THE PROBLEM:
Render the lines of the entries below as a JSON list of strings, one string per line, with blank lines omitted.
--- start SOURCE RECORDS ---
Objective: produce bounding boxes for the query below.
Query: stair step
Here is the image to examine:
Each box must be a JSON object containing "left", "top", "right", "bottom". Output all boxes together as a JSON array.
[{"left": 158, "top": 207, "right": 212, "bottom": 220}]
--- end SOURCE RECORDS ---
EXERCISE SOLUTION:
[
  "Objective: produce bounding boxes for the query below.",
  "Query: stair step",
  "Here is the image to examine:",
  "Each box must be a JSON object containing \"left\", \"top\", \"right\", \"bottom\". Output all boxes together as a JSON array.",
  "[{\"left\": 158, \"top\": 207, \"right\": 212, \"bottom\": 220}]"
]